======== THE INPUT ========

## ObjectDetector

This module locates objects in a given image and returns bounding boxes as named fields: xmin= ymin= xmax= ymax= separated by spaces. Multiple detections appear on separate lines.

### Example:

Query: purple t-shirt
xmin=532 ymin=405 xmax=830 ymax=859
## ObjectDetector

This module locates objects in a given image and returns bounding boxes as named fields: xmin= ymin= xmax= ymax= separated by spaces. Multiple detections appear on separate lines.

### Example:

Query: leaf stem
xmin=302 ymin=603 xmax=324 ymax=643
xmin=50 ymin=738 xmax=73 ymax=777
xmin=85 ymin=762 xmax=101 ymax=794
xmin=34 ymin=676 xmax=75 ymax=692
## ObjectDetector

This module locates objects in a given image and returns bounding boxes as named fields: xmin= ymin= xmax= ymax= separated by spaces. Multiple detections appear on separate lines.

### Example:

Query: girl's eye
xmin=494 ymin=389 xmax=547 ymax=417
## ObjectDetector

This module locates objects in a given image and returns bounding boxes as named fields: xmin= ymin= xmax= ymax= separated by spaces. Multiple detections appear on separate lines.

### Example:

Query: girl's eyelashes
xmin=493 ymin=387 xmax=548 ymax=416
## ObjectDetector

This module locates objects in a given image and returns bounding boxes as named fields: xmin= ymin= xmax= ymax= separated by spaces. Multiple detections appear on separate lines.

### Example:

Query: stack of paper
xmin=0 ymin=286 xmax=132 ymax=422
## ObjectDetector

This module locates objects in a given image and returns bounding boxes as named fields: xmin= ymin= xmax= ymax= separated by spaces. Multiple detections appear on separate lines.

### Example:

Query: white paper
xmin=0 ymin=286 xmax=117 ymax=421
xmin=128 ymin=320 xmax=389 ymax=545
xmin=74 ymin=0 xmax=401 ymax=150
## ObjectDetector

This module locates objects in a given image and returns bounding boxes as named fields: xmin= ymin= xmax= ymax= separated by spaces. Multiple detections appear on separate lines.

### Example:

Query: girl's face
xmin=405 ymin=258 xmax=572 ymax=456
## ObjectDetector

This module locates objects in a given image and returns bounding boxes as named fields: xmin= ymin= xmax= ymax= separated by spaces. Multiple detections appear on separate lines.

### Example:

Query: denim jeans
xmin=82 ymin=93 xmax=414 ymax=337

========

> _WHAT TO DO_
Retype every entry, keeping each character as it was.

> _FINAL ANSWER_
## ObjectDetector

This module locates objects in a given image and returns bounding boxes as named fields: xmin= ymin= xmax= ymax= separated by spaces. Multiple detections appear on separate lines.

### Example:

Query: purple t-shirt
xmin=532 ymin=405 xmax=830 ymax=859
## ObjectDetector

This module locates objects in a given image and returns bounding boxes as named fields: xmin= ymin= xmax= ymax= separated by spaces. Multiple detections appear on separate lines.

### Example:

Query: leaf stem
xmin=302 ymin=603 xmax=324 ymax=643
xmin=50 ymin=738 xmax=73 ymax=777
xmin=85 ymin=762 xmax=101 ymax=794
xmin=34 ymin=676 xmax=75 ymax=692
## ObjectDetector

This module locates objects in a given image and returns bounding boxes as named fields: xmin= ymin= xmax= ymax= separated by spaces. Multiple detections appear on separate lines.

### Example:

Query: girl's eye
xmin=494 ymin=389 xmax=547 ymax=417
## ObjectDetector

This module locates objects in a given image and returns bounding boxes as named fields: xmin= ymin= xmax= ymax= separated by spaces. Multiple detections appear on separate lines.

### Example:

Query: girl's eyelashes
xmin=493 ymin=387 xmax=548 ymax=416
## ObjectDetector

This module locates objects in a given image and returns bounding boxes as named fields: xmin= ymin= xmax= ymax= separated by spaces. Multiple detections appear on separate lines.

### Example:

Query: stack of paper
xmin=0 ymin=286 xmax=132 ymax=422
## ObjectDetector

This module locates objects in a given image and returns bounding boxes as named fields: xmin= ymin= xmax= ymax= separated by spaces. Multiple detections appear on separate lines.

### Example:

Query: white paper
xmin=0 ymin=286 xmax=117 ymax=421
xmin=128 ymin=320 xmax=389 ymax=545
xmin=74 ymin=0 xmax=401 ymax=150
## ObjectDetector

This module locates objects in a given image and returns bounding boxes as named fields: xmin= ymin= xmax= ymax= separated by spaces. Multiple detections appear on separate lines.

### Example:

Query: girl's face
xmin=405 ymin=258 xmax=572 ymax=456
## ObjectDetector

This module locates objects in a given image and returns bounding boxes as named fields: xmin= ymin= xmax= ymax= separated by spaces. Multiple detections appear on separate lines.

### Example:

Query: denim jeans
xmin=82 ymin=93 xmax=414 ymax=337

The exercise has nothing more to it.